» **Material for this exercise**:
━━━━━━━━━━━━━━━━
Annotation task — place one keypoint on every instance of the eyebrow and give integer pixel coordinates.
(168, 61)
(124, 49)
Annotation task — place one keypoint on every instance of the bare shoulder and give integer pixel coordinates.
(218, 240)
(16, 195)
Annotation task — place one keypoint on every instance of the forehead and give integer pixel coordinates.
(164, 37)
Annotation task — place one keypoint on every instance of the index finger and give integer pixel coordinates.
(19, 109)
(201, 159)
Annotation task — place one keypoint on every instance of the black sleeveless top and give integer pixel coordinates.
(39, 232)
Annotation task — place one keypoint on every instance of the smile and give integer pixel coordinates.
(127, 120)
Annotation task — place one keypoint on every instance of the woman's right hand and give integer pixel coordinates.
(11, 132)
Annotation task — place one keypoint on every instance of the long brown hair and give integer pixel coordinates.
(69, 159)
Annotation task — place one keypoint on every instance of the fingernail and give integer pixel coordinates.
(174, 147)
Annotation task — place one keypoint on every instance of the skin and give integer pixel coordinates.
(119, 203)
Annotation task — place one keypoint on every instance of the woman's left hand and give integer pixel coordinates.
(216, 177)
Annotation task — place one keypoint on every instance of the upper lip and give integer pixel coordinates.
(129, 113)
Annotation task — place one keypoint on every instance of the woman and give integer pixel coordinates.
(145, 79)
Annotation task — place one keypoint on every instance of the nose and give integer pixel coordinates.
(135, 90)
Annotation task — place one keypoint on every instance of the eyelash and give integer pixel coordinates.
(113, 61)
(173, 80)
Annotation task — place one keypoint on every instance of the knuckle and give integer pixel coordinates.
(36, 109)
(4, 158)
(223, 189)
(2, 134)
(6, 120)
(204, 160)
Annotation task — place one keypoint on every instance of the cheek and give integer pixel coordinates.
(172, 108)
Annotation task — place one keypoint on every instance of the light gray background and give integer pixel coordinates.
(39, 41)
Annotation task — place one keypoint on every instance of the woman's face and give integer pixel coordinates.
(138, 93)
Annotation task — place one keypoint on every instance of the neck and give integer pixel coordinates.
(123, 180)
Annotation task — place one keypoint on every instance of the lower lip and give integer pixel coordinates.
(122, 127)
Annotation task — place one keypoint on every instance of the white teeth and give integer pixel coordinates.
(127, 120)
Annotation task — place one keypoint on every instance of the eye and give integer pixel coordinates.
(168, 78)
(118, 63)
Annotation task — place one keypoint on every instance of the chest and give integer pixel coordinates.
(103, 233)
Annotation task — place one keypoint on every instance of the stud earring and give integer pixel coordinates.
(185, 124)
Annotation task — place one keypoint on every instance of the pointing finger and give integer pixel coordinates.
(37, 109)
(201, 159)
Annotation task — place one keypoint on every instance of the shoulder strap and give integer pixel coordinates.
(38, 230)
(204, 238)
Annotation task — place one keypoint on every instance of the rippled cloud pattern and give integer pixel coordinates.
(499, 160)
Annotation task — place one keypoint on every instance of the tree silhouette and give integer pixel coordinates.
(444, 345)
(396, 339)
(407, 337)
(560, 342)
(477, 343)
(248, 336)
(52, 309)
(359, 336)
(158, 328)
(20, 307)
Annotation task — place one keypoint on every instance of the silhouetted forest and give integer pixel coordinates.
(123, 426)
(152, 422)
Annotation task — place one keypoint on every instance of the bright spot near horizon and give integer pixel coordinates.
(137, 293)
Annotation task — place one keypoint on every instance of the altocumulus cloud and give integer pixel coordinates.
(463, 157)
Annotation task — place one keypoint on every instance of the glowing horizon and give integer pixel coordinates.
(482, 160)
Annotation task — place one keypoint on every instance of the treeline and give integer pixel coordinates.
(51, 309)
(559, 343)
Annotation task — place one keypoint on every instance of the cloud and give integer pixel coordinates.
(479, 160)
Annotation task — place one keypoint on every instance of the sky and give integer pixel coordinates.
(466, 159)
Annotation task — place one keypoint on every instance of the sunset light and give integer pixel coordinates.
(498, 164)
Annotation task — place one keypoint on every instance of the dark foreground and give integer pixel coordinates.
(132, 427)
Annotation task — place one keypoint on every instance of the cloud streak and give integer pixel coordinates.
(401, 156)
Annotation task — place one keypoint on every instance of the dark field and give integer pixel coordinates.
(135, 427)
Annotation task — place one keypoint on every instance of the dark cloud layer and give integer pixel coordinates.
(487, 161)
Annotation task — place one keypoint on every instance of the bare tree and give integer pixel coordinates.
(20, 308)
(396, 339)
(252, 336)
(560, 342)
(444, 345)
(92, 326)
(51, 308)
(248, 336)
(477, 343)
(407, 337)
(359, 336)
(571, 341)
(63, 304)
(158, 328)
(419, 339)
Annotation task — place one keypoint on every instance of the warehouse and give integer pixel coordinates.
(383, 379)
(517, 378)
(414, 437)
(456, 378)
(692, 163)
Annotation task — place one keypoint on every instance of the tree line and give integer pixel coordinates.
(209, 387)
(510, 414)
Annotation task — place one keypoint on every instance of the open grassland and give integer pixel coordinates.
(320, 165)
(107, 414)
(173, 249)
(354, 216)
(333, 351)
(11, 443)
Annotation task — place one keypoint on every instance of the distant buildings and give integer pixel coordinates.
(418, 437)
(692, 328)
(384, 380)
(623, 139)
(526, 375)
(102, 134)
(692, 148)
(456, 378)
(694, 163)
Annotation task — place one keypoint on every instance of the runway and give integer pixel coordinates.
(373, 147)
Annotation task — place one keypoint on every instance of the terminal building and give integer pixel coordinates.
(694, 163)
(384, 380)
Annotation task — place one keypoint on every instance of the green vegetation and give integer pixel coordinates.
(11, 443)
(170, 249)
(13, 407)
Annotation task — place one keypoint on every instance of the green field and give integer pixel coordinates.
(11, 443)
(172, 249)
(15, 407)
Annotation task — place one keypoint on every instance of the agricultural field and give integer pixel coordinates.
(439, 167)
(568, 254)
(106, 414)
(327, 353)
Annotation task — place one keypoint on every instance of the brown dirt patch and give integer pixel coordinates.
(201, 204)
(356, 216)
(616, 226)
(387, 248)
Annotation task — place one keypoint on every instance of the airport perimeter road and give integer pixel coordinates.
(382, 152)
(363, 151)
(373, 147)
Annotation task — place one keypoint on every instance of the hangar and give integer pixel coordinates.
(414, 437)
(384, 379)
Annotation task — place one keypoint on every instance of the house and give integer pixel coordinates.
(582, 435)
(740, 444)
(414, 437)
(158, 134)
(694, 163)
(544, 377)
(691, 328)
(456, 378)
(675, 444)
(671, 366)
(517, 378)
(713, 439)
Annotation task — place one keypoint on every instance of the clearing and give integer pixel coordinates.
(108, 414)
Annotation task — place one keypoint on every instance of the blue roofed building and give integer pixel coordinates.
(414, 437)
━━━━━━━━━━━━━━━━
» **Try it**: Exactly as written, transcribe every line shown above.

» **Result of this task**:
Annotation task — place one keypoint on every instance of the eyebrow and give integer pixel coordinates.
(168, 61)
(124, 49)
Annotation task — place one keypoint on every instance of the bare shoulder and give integer pixel coordinates.
(218, 240)
(16, 195)
Annotation task — place one keypoint on every instance of the forehead and give integer pixel coordinates.
(164, 37)
Annotation task — place one keypoint on every instance of the index finger and give integer pixel coordinates.
(19, 109)
(201, 159)
Annotation task — place one keypoint on every instance of the black sleeveless top and give integer pixel coordinates.
(39, 232)
Annotation task — place one keypoint on every instance of the smile and give integer pixel coordinates.
(127, 120)
Annotation task — place one keypoint on every instance of the woman's right hand and give integer pixel coordinates.
(11, 132)
Annotation task — place one keypoint on every instance of the long brown hair and give integer pixel coordinates.
(69, 159)
Annotation task — place one keypoint on every instance of the fingernail and give integer pixel coordinates.
(174, 147)
Annotation task — place one keypoint on every instance of the skin and give integer pixel coordinates.
(119, 203)
Annotation task — place one keypoint on every instance of the woman's left hand and give integer pixel coordinates.
(216, 177)
Annotation task — place one keypoint on every instance of the upper lip and give integer pixel coordinates.
(129, 113)
Annotation task — place one keypoint on every instance of the woman and give integer pixel coordinates.
(145, 79)
Annotation task — place one keypoint on every instance of the nose and give integer pixel coordinates.
(135, 90)
Annotation task — place one keypoint on every instance of the eyelash and give integer pixel coordinates.
(113, 61)
(173, 80)
Annotation task — place one keypoint on every instance of the knuckle and give integer pixel coordinates.
(36, 109)
(4, 158)
(223, 189)
(2, 134)
(6, 120)
(204, 160)
Annotation task — place one keypoint on every instance of the cheek and give integer pixel coordinates.
(172, 108)
Annotation task — place one keypoint on every instance of the light gray background and give integer pixel coordinates.
(39, 41)
Annotation task — place one keypoint on every instance of the woman's face and give integer pixel coordinates.
(138, 93)
Annotation task — place one keypoint on every instance of the neck and give integer pixel coordinates.
(123, 180)
Annotation task — place one keypoint on every instance of the lower lip and give integer pixel coordinates.
(122, 127)
Annotation task — place one keypoint on every instance of the white teeth and give integer pixel coordinates.
(127, 120)
Annotation task — place one keypoint on every instance of the eye and give integer pixel coordinates.
(168, 78)
(118, 63)
Annotation task — place one keypoint on every instance of the chest and give integer pixel coordinates.
(103, 233)
Annotation task — place one keypoint on every instance of the stud earring and give integer pixel coordinates.
(185, 124)
Annotation task — place one keypoint on every instance of the pointing finger and give integer pixel coordinates.
(37, 109)
(201, 159)
Annotation task — place one keypoint on every instance of the shoulder strap and give integer pixel coordinates.
(38, 230)
(204, 238)
Annotation task — place one keypoint on every instance of the rippled cloud pattern and give integer pixel coordinates.
(499, 160)
Annotation task — place one keypoint on every instance of the tree silhouette and give integer pixel coordinates.
(444, 345)
(396, 339)
(407, 337)
(560, 342)
(477, 343)
(248, 336)
(52, 309)
(359, 336)
(158, 328)
(20, 307)
Annotation task — place one keypoint on every instance of the silhouetted forest and give integer pixel coordinates.
(123, 426)
(152, 422)
Annotation task — place one keypoint on every instance of the bright spot near horizon and give integer pixel coordinates.
(137, 293)
Annotation task — place one keypoint on every instance of the altocumulus cloud and give integer pixel coordinates.
(463, 157)
Annotation task — place one keypoint on every instance of the glowing horizon and give integer pixel coordinates.
(482, 160)
Annotation task — place one keypoint on every instance of the treeline and give integer pixel coordinates.
(51, 309)
(559, 343)
Annotation task — place one keypoint on every instance of the cloud and give integer pixel coordinates.
(479, 160)
Annotation task — place one keypoint on every instance of the sky and give integer pixel coordinates.
(466, 159)
Annotation task — place one keypoint on every instance of the sunset light and give integer pixel coordinates.
(498, 164)
Annotation task — place one keypoint on every instance of the dark foreground and give integer pixel coordinates.
(132, 427)
Annotation task — place one keypoint on every instance of the cloud streak and give integer pixel coordinates.
(401, 156)
Annotation task — place one keypoint on every instance of the dark field and give integer pixel coordinates.
(135, 427)
Annotation task — place one keypoint on every instance of the dark cloud layer and give integer pixel coordinates.
(487, 161)
Annotation task — place one keypoint on every instance of the bare tree and give integer pixel coordinates.
(20, 308)
(396, 339)
(252, 336)
(560, 342)
(444, 345)
(92, 326)
(51, 308)
(248, 336)
(477, 343)
(407, 337)
(359, 336)
(571, 341)
(63, 304)
(158, 328)
(419, 339)
Annotation task — place one keypoint on every instance of the warehouse and give integer pixel coordinates.
(383, 379)
(517, 378)
(414, 437)
(456, 378)
(692, 163)
Annotation task — place one keypoint on every instance of the tree line and give integer pixel coordinates.
(209, 387)
(510, 414)
Annotation task — place one keypoint on every instance of the open grassland and give integer pixel coordinates.
(320, 165)
(107, 414)
(173, 249)
(354, 216)
(333, 351)
(11, 443)
Annotation task — place one keypoint on every instance of the distant buildings and give integer pixel coordinates.
(418, 437)
(692, 328)
(384, 380)
(623, 139)
(526, 375)
(102, 134)
(692, 148)
(456, 378)
(694, 163)
Annotation task — place one keypoint on every instance of the runway and give integer pixel coordinates.
(373, 147)
Annotation task — place one keypoint on every instance of the terminal building and give integer pixel coordinates.
(694, 163)
(384, 380)
Annotation task — place one keypoint on every instance of the green vegetation and give integer pixel coordinates.
(11, 443)
(170, 249)
(13, 407)
Annotation task — place one keypoint on every instance of the green field and give integer pixel coordinates.
(11, 443)
(172, 249)
(15, 407)
Annotation task — place one keypoint on every instance of the agricultural field and give integer pixel coordinates.
(439, 167)
(568, 254)
(106, 414)
(327, 353)
Annotation task — place one keypoint on every instance of the brown dirt patch and give integer pixel coordinates.
(201, 204)
(356, 216)
(616, 226)
(387, 248)
Annotation task — place one keypoint on every instance of the airport perimeter road and give integer pixel coordinates.
(382, 152)
(363, 151)
(373, 147)
Annotation task — place one keypoint on every instance of the hangar and give integer pixel coordinates.
(414, 437)
(384, 379)
Annotation task — place one keypoint on every instance of the house and give integer pixel coordinates.
(582, 435)
(740, 444)
(414, 437)
(158, 134)
(694, 163)
(544, 377)
(691, 328)
(456, 378)
(675, 444)
(671, 366)
(517, 378)
(713, 439)
Annotation task — place one keypoint on every instance of the clearing and give integer pixel coordinates.
(108, 414)
Annotation task — place one keypoint on every instance of the blue roofed building and give integer pixel coordinates.
(414, 437)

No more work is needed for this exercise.